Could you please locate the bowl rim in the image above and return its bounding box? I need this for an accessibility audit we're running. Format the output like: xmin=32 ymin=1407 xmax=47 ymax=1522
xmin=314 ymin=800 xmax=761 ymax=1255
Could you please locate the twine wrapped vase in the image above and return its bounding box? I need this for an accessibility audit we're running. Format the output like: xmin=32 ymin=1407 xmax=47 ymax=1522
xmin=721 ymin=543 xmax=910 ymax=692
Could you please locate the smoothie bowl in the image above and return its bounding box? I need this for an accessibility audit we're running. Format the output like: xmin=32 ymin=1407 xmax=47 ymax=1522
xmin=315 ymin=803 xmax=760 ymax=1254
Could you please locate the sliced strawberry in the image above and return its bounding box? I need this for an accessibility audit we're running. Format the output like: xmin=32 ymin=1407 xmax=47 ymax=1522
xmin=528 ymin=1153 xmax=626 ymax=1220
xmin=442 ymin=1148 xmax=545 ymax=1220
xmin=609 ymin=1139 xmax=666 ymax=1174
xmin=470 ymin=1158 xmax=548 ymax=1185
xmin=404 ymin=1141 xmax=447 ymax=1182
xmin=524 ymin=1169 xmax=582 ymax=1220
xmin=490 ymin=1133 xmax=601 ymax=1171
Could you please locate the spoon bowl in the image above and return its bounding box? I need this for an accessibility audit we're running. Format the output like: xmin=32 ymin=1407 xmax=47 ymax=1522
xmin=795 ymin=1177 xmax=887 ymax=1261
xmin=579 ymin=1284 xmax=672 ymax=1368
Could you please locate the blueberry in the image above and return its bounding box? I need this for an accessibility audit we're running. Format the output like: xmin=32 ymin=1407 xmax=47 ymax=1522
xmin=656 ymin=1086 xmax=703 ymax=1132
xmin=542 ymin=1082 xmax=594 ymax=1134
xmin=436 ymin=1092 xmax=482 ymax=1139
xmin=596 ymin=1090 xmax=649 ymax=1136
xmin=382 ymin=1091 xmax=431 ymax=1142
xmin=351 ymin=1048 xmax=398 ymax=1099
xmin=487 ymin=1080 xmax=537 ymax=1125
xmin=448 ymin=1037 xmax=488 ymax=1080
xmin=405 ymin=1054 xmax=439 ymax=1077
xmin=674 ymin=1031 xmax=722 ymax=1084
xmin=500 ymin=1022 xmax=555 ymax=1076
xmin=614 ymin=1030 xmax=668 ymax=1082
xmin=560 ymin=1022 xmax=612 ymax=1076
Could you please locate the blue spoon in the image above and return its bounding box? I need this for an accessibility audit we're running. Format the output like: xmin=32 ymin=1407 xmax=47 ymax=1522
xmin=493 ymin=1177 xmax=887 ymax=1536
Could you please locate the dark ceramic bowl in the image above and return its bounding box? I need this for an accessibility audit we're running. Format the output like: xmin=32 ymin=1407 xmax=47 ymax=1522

************

The problem
Retype all of the material above with every character intact.

Result for this task
Could you please locate the bowl rim in the image above and return its bounding box? I need this for an accessibility audit we're running. Format the output like: xmin=32 ymin=1407 xmax=47 ymax=1522
xmin=314 ymin=800 xmax=761 ymax=1255
Could you please locate the twine wrapped vase in the image above and return its bounding box? I need this for an accessibility audit we're running. Format the output like: xmin=32 ymin=1407 xmax=47 ymax=1522
xmin=721 ymin=543 xmax=910 ymax=692
Could you please locate the smoothie bowl in the image above and return its bounding box? I need this for an accessibility audit we're running. Format the output like: xmin=32 ymin=1407 xmax=47 ymax=1522
xmin=315 ymin=803 xmax=760 ymax=1254
Could you please locate the sliced strawberry in the image above and return its bounding box? I need this for an accessibility audit we're running. Format the output like: xmin=32 ymin=1407 xmax=47 ymax=1522
xmin=528 ymin=1153 xmax=626 ymax=1220
xmin=442 ymin=1148 xmax=545 ymax=1220
xmin=609 ymin=1139 xmax=666 ymax=1174
xmin=470 ymin=1158 xmax=548 ymax=1185
xmin=404 ymin=1141 xmax=447 ymax=1182
xmin=524 ymin=1169 xmax=582 ymax=1220
xmin=490 ymin=1133 xmax=601 ymax=1171
Could you please locate the spoon bowl in the image above and return its bounding box? I need this for an accessibility audit we're running. Format the output like: xmin=32 ymin=1407 xmax=47 ymax=1522
xmin=795 ymin=1177 xmax=887 ymax=1261
xmin=579 ymin=1284 xmax=672 ymax=1368
Could you please locate the blueberry in the image above and return its bounding box? I need this for an accessibility audit we're running. Format the output like: xmin=32 ymin=1407 xmax=47 ymax=1522
xmin=656 ymin=1086 xmax=703 ymax=1132
xmin=542 ymin=1082 xmax=594 ymax=1134
xmin=436 ymin=1092 xmax=482 ymax=1139
xmin=596 ymin=1090 xmax=649 ymax=1136
xmin=382 ymin=1091 xmax=431 ymax=1142
xmin=351 ymin=1048 xmax=398 ymax=1099
xmin=487 ymin=1080 xmax=537 ymax=1125
xmin=448 ymin=1037 xmax=488 ymax=1080
xmin=405 ymin=1054 xmax=439 ymax=1077
xmin=674 ymin=1031 xmax=722 ymax=1084
xmin=500 ymin=1022 xmax=555 ymax=1076
xmin=614 ymin=1030 xmax=668 ymax=1082
xmin=560 ymin=1022 xmax=612 ymax=1076
Could you please locate the blue spoon in the image above and return its bounding box? I need this for an accessibility audit we're running. Format the output like: xmin=32 ymin=1407 xmax=47 ymax=1522
xmin=493 ymin=1177 xmax=887 ymax=1536
Could you please locate the dark ceramic bowl in the image above and return its bounding box? I need this for an accessibility audit we're running. Format the output like: xmin=32 ymin=1407 xmax=47 ymax=1522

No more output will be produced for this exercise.